From the data below, repeat exactly the lines from the line with "pixel 53 79" to the line with "pixel 251 97", both included.

(Stored items from a collection)
·····

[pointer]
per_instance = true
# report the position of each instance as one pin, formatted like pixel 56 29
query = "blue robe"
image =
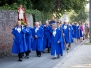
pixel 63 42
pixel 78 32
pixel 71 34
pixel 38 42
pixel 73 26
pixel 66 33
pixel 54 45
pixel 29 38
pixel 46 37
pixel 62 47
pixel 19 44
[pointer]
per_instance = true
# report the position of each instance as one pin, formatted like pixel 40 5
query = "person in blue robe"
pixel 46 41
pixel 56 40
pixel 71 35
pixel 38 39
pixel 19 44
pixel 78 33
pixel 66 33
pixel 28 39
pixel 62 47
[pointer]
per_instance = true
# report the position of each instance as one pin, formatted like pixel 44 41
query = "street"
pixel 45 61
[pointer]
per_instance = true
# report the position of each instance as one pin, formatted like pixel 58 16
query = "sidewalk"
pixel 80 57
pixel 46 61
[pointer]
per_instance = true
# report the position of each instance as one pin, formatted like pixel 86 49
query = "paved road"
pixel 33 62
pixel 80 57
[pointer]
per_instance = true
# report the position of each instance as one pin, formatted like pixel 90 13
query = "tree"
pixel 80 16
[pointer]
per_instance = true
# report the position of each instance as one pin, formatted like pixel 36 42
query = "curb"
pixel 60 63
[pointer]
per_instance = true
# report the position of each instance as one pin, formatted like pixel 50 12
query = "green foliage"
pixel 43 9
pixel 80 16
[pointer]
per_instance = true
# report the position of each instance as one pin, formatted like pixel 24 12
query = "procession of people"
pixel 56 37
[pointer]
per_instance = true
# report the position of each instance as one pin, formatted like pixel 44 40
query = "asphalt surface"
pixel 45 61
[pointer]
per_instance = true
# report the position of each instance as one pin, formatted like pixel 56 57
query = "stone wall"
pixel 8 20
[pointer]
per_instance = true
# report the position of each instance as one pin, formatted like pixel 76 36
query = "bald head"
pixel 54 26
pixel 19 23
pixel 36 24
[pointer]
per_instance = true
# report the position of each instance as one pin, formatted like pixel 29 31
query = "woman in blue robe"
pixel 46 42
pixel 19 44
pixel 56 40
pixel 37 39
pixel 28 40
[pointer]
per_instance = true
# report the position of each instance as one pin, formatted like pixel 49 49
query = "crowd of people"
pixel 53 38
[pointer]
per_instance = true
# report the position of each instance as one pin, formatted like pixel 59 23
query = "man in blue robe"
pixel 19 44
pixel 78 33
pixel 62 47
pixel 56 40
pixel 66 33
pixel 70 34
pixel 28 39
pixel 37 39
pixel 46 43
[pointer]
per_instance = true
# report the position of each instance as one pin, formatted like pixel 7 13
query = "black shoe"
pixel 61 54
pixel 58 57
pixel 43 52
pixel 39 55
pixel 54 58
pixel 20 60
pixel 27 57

·····

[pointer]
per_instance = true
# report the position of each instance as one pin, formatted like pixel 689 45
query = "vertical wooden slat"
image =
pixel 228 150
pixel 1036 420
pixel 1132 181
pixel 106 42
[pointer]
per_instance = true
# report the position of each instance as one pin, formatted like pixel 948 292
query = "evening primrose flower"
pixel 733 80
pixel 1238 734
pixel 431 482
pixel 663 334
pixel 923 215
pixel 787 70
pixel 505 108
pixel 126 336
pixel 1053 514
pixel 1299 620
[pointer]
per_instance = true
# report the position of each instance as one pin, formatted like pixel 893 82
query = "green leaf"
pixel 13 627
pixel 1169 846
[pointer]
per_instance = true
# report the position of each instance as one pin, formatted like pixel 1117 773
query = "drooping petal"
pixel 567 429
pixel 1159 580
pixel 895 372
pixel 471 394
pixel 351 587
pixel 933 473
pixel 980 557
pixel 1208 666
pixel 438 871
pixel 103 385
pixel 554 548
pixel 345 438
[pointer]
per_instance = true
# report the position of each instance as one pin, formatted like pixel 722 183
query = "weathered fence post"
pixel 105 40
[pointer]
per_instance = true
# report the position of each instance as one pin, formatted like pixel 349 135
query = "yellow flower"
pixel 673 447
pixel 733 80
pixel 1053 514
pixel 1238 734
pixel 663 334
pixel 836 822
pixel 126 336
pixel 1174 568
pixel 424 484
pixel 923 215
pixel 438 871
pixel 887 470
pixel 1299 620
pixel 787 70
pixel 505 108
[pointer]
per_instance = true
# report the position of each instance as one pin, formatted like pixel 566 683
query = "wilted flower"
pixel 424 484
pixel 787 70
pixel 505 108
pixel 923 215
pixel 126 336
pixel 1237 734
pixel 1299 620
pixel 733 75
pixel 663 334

·····

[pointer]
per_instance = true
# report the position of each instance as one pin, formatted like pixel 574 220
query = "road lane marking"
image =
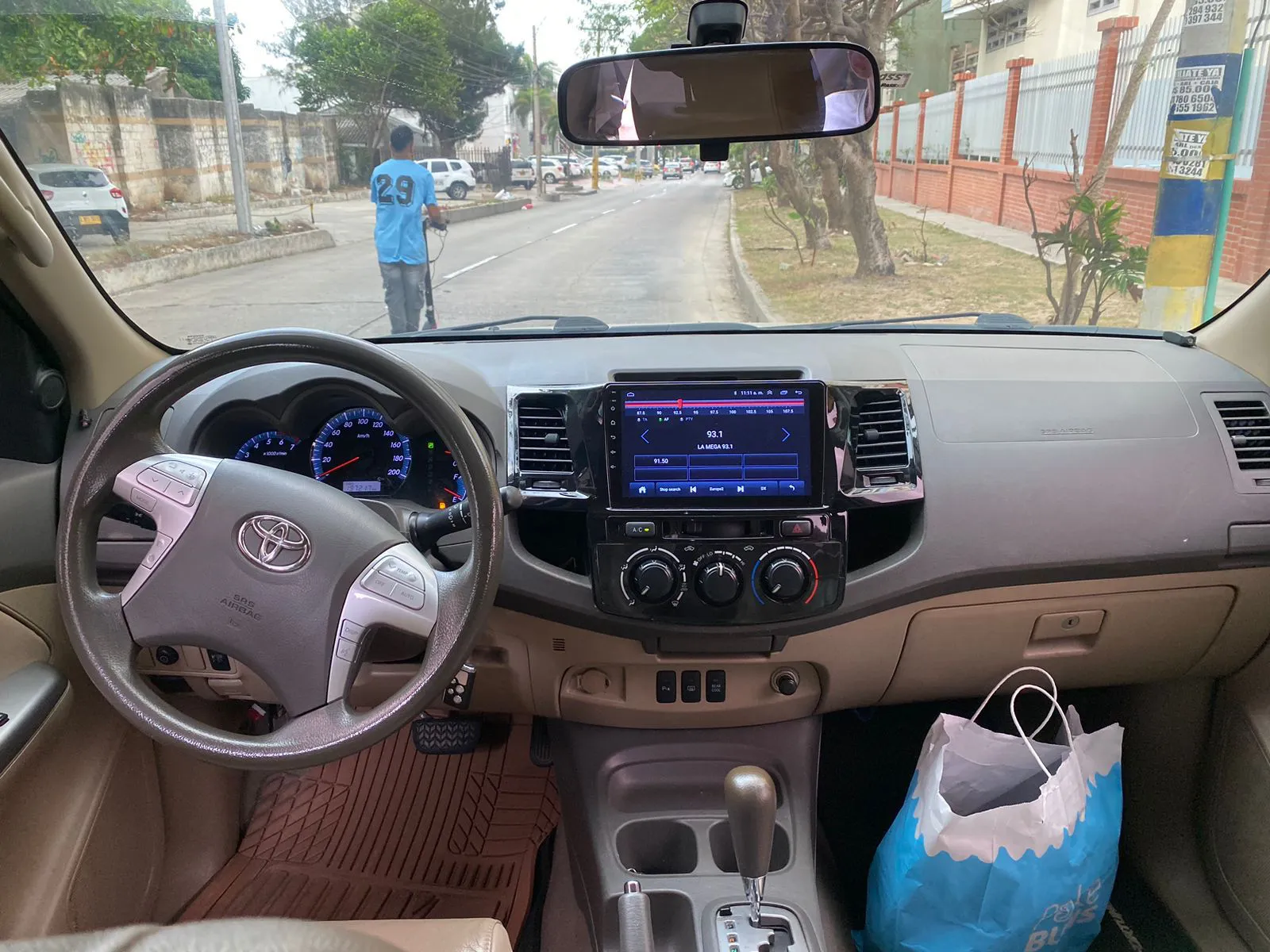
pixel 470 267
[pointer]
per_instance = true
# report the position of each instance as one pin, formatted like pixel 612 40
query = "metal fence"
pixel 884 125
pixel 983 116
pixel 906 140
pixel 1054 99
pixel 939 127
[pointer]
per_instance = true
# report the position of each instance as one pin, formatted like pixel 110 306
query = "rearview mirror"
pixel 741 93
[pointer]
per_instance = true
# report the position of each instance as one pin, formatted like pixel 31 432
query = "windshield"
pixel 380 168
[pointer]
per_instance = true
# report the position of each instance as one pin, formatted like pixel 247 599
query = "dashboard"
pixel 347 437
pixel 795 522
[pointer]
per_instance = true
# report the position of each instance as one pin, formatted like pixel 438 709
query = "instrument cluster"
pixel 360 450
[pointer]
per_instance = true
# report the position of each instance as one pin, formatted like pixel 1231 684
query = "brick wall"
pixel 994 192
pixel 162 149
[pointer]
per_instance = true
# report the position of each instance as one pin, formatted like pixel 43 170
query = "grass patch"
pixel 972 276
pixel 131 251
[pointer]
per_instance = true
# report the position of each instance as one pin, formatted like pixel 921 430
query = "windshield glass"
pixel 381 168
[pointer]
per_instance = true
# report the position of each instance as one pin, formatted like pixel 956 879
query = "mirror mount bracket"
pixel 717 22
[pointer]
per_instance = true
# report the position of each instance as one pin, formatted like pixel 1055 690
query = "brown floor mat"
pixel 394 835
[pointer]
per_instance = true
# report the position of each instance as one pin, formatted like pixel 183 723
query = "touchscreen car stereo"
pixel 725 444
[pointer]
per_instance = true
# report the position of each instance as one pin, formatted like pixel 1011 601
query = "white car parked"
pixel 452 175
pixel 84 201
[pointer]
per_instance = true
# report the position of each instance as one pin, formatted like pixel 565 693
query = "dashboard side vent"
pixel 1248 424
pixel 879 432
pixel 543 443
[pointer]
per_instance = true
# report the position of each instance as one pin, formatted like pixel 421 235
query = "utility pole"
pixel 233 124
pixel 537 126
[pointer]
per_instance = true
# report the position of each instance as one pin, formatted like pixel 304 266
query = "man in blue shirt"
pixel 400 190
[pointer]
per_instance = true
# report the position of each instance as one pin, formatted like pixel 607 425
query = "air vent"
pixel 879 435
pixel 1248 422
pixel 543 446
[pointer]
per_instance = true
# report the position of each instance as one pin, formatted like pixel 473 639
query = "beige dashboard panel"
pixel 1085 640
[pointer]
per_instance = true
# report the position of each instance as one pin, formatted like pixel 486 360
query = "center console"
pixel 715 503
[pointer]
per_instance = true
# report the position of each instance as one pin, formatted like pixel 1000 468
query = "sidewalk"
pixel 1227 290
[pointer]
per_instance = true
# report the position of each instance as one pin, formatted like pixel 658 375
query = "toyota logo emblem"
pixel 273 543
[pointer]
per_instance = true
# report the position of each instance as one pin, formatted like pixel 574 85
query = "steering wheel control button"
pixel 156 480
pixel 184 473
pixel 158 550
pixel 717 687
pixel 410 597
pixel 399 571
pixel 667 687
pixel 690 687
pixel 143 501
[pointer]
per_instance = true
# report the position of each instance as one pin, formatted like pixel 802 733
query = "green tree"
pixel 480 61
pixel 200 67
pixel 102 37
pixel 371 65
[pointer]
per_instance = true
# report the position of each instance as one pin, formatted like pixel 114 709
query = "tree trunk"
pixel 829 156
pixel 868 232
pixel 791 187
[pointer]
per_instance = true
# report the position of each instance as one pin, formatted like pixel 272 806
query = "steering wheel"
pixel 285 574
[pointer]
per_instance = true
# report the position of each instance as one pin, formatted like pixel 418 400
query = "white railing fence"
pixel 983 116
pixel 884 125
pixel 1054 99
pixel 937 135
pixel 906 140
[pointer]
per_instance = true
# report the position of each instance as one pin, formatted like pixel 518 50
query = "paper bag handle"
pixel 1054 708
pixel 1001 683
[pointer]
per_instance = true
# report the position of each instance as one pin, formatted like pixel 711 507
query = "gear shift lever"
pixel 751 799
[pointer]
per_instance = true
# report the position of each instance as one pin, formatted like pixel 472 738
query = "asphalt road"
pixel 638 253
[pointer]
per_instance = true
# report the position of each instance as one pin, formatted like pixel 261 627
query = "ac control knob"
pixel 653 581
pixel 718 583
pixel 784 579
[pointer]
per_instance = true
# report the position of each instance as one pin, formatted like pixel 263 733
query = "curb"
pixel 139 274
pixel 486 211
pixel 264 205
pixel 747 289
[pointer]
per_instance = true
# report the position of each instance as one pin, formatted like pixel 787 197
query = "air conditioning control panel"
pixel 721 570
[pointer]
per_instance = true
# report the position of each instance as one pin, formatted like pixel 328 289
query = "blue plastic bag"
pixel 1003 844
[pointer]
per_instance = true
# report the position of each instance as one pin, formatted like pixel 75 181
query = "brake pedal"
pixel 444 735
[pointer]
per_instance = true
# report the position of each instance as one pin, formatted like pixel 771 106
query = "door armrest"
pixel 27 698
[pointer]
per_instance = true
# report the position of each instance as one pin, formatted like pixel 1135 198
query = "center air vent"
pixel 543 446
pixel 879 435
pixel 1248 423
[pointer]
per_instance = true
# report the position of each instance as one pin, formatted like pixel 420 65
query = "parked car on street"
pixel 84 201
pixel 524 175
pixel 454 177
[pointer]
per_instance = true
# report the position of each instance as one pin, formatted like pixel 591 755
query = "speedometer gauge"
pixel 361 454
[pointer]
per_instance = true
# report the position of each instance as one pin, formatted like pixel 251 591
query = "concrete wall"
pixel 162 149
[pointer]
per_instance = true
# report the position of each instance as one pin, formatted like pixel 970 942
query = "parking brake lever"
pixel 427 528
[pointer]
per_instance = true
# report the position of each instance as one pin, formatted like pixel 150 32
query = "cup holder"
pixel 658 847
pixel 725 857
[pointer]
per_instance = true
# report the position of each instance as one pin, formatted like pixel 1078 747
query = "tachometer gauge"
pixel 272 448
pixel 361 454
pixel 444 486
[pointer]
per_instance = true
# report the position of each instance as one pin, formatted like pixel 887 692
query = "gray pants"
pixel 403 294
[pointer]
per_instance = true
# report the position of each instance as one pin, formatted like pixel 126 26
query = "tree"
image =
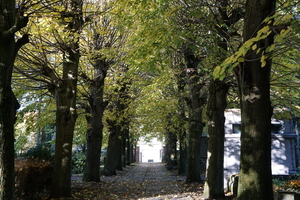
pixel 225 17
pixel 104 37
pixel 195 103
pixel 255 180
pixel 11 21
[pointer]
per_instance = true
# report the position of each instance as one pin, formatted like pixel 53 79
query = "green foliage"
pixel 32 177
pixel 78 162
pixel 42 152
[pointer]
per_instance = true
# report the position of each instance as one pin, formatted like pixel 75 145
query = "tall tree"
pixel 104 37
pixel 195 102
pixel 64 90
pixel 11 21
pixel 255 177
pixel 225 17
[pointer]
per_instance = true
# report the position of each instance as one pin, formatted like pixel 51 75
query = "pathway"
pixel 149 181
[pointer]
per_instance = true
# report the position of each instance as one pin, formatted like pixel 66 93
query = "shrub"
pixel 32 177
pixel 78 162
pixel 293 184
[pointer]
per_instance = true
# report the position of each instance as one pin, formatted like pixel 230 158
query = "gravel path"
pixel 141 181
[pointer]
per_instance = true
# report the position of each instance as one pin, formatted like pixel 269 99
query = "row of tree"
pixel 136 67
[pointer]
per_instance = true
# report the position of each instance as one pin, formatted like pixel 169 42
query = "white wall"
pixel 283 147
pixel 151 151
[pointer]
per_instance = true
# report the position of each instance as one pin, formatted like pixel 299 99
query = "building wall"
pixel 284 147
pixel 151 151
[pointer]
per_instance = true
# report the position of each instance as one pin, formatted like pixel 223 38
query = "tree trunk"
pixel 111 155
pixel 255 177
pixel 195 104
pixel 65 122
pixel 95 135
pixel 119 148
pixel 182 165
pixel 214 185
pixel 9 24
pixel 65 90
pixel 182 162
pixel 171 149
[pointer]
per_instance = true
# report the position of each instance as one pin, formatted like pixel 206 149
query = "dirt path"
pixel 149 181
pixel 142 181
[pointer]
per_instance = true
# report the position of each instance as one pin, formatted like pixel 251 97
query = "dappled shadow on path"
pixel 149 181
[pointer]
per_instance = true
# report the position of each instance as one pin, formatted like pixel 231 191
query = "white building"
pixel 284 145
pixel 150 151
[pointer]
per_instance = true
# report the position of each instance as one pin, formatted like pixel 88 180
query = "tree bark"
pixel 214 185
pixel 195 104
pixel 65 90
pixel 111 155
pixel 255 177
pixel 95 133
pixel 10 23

·····

Problem solution:
# report the position of each instance as one pin, formatted like pixel 53 79
query = "green foliage"
pixel 32 177
pixel 78 162
pixel 42 152
[pointer]
per_instance = true
# report the position of each instance as one pin, formatted like pixel 75 145
query = "tall tree"
pixel 104 37
pixel 195 102
pixel 64 90
pixel 11 21
pixel 255 177
pixel 225 17
[pointer]
per_instance = true
# report the position of each instance as one pin, formatted like pixel 51 75
query = "pathway"
pixel 149 181
[pointer]
per_instance = true
# report the position of each instance as one pin, formatted like pixel 66 93
query = "shrub"
pixel 32 177
pixel 78 162
pixel 293 184
[pointer]
per_instance = true
# report the position of each instance as one pin, formatted like pixel 230 158
query = "gravel path"
pixel 141 181
[pointer]
per_instance = true
# report the position of each instance as one pin, formatted like pixel 269 99
query = "row of tree"
pixel 136 67
[pointer]
per_instance = true
# report the position of each instance as one pin, formatted like pixel 169 42
query = "white wall"
pixel 283 147
pixel 151 151
[pointer]
per_instance = true
# report the position of each instance as one pin, formatted like pixel 299 99
query = "building wall"
pixel 284 147
pixel 151 151
[pointer]
per_instance = true
# report the position of each instance as one pin, formatted like pixel 223 38
query = "tree trunk"
pixel 111 155
pixel 255 177
pixel 195 104
pixel 65 122
pixel 95 135
pixel 119 148
pixel 182 165
pixel 214 185
pixel 9 24
pixel 65 90
pixel 182 162
pixel 171 149
[pointer]
per_instance = true
# report the position of each instance as one pin, formatted like pixel 206 149
query = "dirt path"
pixel 149 181
pixel 142 181
[pointer]
per_instance = true
# report the position of each instance as one pin, formatted like pixel 251 97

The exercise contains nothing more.